• _执行要求_
将下面题目描述中的一段照原样再写一遍：从含有“Given a tree, you”的地方开始，写到“by a space.”为止。

标签：03 right tree Leaves List queue front visited left

03-树2 List Leaves (25 分)
Given a tree, you are supposed to list all the leaves in the order of top down, and left to right.

Input Specification:
Each input file contains one test case. For each case, the first line gives a positive integer N (≤10) which is the total number of nodes in the tree – and hence the nodes are numbered from 0 to N−1. Then N lines follow, each corresponds to a node, and gives the indices of the left and right children of the node. If the child does not exist, a “-” will be put at the position. Any pair of children are separated by a space.

Output Specification:
For each test case, print in one line all the leaves’ indices in the order of top down, and left to right. There must be exactly one space between any adjacent numbers, and no extra space at the end of the line.

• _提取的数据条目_
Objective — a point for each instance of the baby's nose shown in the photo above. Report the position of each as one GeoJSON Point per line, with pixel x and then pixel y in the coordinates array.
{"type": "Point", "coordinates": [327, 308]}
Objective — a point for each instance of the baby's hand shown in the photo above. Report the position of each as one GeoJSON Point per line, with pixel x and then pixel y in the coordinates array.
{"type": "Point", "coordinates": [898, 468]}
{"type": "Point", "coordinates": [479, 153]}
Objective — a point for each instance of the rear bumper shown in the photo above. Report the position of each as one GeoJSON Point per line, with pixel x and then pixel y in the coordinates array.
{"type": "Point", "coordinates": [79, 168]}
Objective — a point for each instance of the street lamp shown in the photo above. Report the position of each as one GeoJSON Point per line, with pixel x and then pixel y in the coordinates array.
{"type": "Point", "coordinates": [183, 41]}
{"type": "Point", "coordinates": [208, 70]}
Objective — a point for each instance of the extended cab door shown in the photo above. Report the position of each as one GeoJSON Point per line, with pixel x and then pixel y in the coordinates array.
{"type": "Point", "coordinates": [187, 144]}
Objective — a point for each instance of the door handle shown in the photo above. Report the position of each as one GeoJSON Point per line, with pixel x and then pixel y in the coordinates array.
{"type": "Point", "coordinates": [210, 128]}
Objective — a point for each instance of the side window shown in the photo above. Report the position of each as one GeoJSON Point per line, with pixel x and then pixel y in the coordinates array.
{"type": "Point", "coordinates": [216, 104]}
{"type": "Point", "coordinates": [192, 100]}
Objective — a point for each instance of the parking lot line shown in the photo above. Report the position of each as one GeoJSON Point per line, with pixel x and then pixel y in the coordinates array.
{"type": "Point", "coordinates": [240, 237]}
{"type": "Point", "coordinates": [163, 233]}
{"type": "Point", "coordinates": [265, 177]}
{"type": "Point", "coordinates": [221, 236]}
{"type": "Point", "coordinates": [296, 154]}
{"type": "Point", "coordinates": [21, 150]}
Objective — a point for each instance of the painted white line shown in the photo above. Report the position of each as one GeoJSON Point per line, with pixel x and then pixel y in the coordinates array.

• _最终答案_
Given a tree, you are supposed to list all the leaves in the order of top down, and left to right.

Input Specification:
Each input file contains one test case. For each case, the first line gives a positive integer N (≤10) which is the total number of nodes in the tree – and hence the nodes are numbered from 0 to N−1. Then N lines follow, each corresponds to a node, and gives the indices of the left and right children of the node. If the child does not exist, a “-” will be put at the position. Any pair of children are separated by a space.